_Work task_
Your copy starts at the line containing "As part of dataset curation, annotate the window" and ends at the last line below. Copy exactly, without pictures.

_Saved entries_
*** Begin section ***

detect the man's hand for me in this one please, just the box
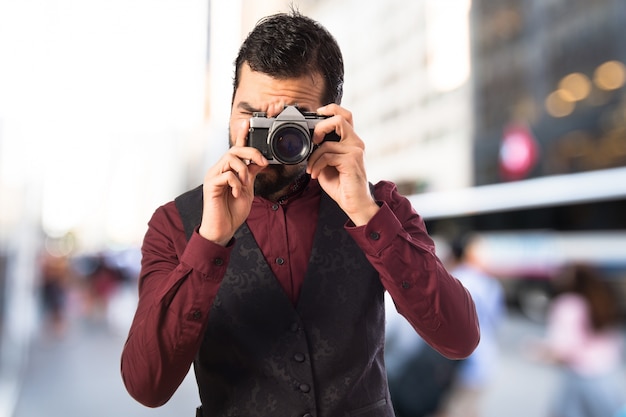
[199,121,268,246]
[306,104,379,226]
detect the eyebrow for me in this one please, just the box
[236,101,314,114]
[237,101,260,113]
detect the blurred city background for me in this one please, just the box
[1,0,626,416]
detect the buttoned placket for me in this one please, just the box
[267,201,291,289]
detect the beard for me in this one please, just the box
[254,163,307,200]
[229,128,307,201]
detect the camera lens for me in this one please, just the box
[270,125,312,164]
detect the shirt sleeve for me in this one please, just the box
[120,202,231,407]
[345,181,480,359]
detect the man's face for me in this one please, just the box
[230,64,326,199]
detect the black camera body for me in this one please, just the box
[248,105,340,164]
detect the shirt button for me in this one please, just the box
[213,257,224,266]
[293,352,305,362]
[276,257,285,265]
[299,383,311,393]
[401,281,411,289]
[190,310,202,320]
[369,231,380,240]
[271,204,279,211]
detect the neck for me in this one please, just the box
[273,173,310,204]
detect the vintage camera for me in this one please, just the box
[248,105,340,164]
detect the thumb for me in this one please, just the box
[247,163,267,179]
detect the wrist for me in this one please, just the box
[348,200,380,226]
[198,225,232,247]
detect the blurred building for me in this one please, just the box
[426,0,626,316]
[463,0,626,227]
[472,0,626,186]
[299,0,474,193]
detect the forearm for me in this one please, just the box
[121,230,229,407]
[386,258,480,359]
[347,194,479,359]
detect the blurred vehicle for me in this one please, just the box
[410,167,626,321]
[471,231,626,322]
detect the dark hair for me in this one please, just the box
[232,9,344,105]
[450,233,474,263]
[557,263,621,330]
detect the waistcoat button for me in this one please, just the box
[293,352,305,362]
[299,383,311,393]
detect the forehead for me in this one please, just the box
[233,64,325,111]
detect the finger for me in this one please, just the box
[234,119,249,147]
[233,119,269,167]
[308,156,339,180]
[312,112,360,149]
[211,153,250,187]
[225,172,243,198]
[247,163,267,181]
[312,117,346,145]
[205,170,242,198]
[266,101,286,117]
[308,144,363,178]
[307,147,338,179]
[307,140,344,171]
[317,104,353,125]
[223,147,269,175]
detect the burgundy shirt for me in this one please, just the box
[121,179,479,407]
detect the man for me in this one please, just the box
[121,10,479,417]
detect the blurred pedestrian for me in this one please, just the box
[530,263,625,417]
[385,293,462,417]
[436,233,506,417]
[39,251,71,337]
[84,253,124,322]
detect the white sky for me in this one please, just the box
[0,0,208,244]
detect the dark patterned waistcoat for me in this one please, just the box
[175,186,394,417]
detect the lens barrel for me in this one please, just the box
[268,124,312,164]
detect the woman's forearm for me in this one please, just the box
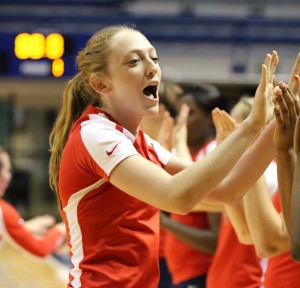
[277,149,296,236]
[206,119,276,205]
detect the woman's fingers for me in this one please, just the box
[286,85,300,117]
[176,103,190,128]
[288,52,300,89]
[275,82,298,128]
[270,51,279,84]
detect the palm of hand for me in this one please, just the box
[250,52,279,127]
[171,103,189,148]
[274,81,299,151]
[252,69,275,127]
[274,53,300,152]
[288,55,300,153]
[212,108,237,144]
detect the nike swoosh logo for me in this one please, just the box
[106,142,121,156]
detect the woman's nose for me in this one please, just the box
[146,60,159,77]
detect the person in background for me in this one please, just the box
[160,90,279,288]
[290,103,300,263]
[290,106,300,262]
[141,81,184,288]
[206,95,278,288]
[49,24,278,287]
[207,54,300,287]
[168,94,276,288]
[242,81,300,288]
[233,55,300,287]
[272,53,300,263]
[0,145,65,258]
[160,83,228,288]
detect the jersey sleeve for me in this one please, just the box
[0,200,64,258]
[80,120,140,177]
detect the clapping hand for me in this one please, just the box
[248,51,279,128]
[212,108,238,145]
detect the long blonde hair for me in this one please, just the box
[49,25,139,207]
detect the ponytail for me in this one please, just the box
[49,25,140,211]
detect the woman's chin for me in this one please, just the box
[146,104,159,115]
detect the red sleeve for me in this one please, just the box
[1,200,64,258]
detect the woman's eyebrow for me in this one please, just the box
[127,47,156,54]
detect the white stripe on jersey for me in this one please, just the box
[64,178,106,288]
[80,116,138,177]
[80,113,172,177]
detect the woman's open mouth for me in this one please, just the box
[143,85,158,100]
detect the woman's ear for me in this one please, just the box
[89,74,111,94]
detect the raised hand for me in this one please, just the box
[171,103,190,148]
[248,51,279,128]
[212,108,238,145]
[287,53,300,100]
[274,82,299,151]
[285,52,300,153]
[274,52,300,152]
[156,107,175,151]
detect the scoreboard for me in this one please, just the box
[0,32,91,78]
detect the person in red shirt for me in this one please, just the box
[141,83,184,288]
[49,24,279,287]
[208,77,300,288]
[0,146,65,258]
[205,96,277,288]
[160,84,227,288]
[291,118,300,262]
[273,53,300,264]
[291,109,300,262]
[243,64,300,288]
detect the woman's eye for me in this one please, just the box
[152,57,159,63]
[129,59,140,65]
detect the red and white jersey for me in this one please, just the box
[59,105,173,288]
[0,199,63,258]
[193,139,216,162]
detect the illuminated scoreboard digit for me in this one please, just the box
[0,32,89,77]
[14,32,65,77]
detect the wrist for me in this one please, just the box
[241,118,265,135]
[276,148,295,159]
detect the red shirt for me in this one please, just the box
[206,213,262,288]
[0,199,63,257]
[165,212,213,284]
[159,228,168,258]
[263,192,300,288]
[59,106,173,288]
[165,140,216,285]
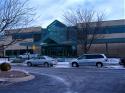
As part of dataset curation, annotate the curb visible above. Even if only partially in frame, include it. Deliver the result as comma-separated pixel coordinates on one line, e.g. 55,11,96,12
0,75,35,83
0,70,35,83
10,63,26,66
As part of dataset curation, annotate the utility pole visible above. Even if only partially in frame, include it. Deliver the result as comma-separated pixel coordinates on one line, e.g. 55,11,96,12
26,46,29,60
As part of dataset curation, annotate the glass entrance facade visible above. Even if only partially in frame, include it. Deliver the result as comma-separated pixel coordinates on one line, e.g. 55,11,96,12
41,45,77,57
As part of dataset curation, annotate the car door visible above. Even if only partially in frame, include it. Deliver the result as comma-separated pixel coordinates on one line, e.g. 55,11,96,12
32,57,43,65
31,58,39,64
84,55,96,66
38,56,46,65
78,55,88,66
78,55,96,66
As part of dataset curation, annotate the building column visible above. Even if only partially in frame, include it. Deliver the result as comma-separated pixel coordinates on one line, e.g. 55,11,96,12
105,42,109,55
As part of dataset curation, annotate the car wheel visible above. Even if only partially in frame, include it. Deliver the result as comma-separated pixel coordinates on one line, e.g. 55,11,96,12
44,62,49,67
72,62,79,67
96,62,103,68
27,62,32,67
34,65,38,66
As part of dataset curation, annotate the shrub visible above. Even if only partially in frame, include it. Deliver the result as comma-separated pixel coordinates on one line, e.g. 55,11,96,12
0,63,11,71
119,58,125,67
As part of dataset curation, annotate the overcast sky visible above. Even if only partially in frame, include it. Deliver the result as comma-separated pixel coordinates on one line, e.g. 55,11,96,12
29,0,125,28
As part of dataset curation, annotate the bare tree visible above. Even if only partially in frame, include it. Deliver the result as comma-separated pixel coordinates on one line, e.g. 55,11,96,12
0,0,35,56
64,8,104,54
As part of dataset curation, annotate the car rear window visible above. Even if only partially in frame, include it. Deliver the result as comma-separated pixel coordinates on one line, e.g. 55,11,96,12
85,55,104,59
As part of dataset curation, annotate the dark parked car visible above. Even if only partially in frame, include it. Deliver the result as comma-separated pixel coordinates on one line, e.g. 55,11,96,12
11,57,26,63
119,58,125,66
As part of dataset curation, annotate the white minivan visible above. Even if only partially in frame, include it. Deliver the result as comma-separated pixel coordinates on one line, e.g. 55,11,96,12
70,54,108,67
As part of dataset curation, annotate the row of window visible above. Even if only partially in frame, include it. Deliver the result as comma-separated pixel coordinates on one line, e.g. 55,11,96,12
78,55,104,59
12,25,125,44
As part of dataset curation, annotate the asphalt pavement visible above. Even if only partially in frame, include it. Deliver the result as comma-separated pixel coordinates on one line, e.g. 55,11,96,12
0,65,125,93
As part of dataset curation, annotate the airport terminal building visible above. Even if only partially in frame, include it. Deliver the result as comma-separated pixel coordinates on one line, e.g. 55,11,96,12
1,19,125,57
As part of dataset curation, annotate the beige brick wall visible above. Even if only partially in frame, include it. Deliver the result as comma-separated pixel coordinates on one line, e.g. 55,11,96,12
88,43,125,57
5,39,33,50
77,43,125,57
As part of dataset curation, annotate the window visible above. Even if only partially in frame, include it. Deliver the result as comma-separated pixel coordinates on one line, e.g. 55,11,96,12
85,55,104,59
78,55,85,59
33,34,41,42
38,56,45,59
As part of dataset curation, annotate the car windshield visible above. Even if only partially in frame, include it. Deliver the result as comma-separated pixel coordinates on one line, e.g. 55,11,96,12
45,56,53,60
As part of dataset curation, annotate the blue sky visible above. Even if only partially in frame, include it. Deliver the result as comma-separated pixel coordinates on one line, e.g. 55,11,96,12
29,0,125,27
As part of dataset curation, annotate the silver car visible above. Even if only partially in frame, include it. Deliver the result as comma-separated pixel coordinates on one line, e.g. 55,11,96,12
70,54,108,67
25,56,57,67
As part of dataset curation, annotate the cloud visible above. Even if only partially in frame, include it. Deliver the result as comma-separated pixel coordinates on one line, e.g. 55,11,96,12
91,0,125,20
29,0,125,27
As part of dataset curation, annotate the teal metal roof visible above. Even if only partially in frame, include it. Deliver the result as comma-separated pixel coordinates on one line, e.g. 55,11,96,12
47,20,66,29
41,20,67,43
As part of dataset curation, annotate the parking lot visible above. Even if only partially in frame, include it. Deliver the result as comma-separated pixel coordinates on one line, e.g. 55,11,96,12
0,63,125,93
0,57,125,93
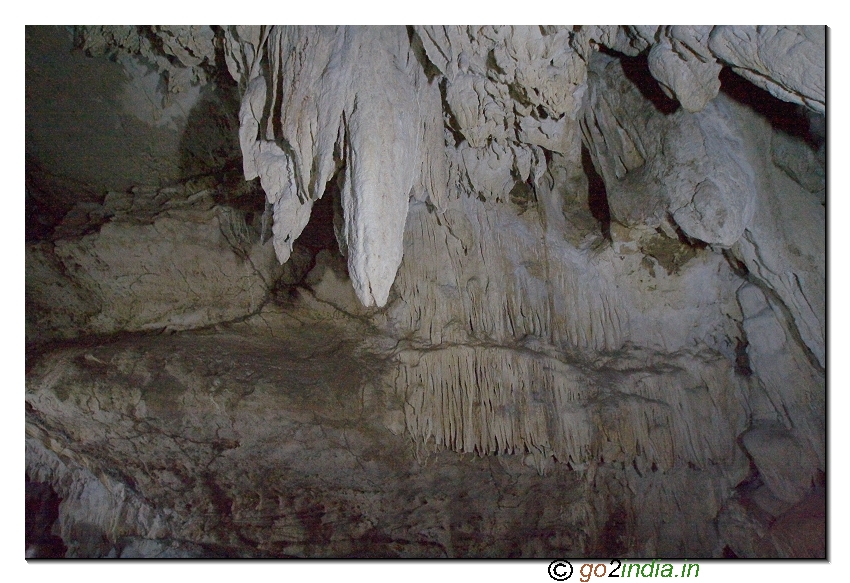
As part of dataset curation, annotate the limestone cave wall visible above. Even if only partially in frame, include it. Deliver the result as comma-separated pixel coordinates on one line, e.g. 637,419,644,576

*** End section ***

_Completed exercise_
As part of dataset curation, annotate the window visible above. Even if only partially in frame, include it. Deliver the result as comma-separated pixel coordinates on one line, e.g. 55,11,96,12
85,55,104,59
78,55,85,59
33,34,41,42
38,56,45,59
As part of dataset curation, annotate the car windshield visible above. Even if only partially in frame, include it. Deliver the result as comma-separated pixel coordinates on one line, e.g. 55,11,96,12
45,56,53,60
As part of dataset curation, annotate the blue sky visible above. Even if only partially in frame, include it. Deliver the result as comma-separated pixel coordinates on one line, e.g. 55,11,96,12
29,0,125,27
As part of dataset curation, annotate the silver car visible above. Even if only partially in frame, include it. Deliver the result as comma-separated pixel coordinates on one line, e.g. 55,11,96,12
70,54,108,67
25,56,57,67
As part of dataset curation, annotate the cloud visible above. Even if only partially in frame, include it. Deliver the result as comma-separated pixel coordinates on one line, e.g. 55,11,96,12
91,0,125,20
29,0,125,27
As part of dataset curation, annotate the teal metal roof visible above. Even if only partially in frame, include it. Deliver the result as comma-separated pixel coordinates on one line, e.g. 55,11,96,12
47,20,66,29
41,20,67,43
As part of dataset curation, annotate the parking lot visible above. Even if only partially in frame, include it. Deliver the result as comma-separated pixel coordinates on one line, e.g. 55,11,96,12
0,63,125,93
0,57,125,93
As part of dataset curation, annotate the limestone cave wall visible above. Even if only partially in frame, include it. Deliver the result as comma-separated pixel coordinates on one line, e.g. 637,419,644,576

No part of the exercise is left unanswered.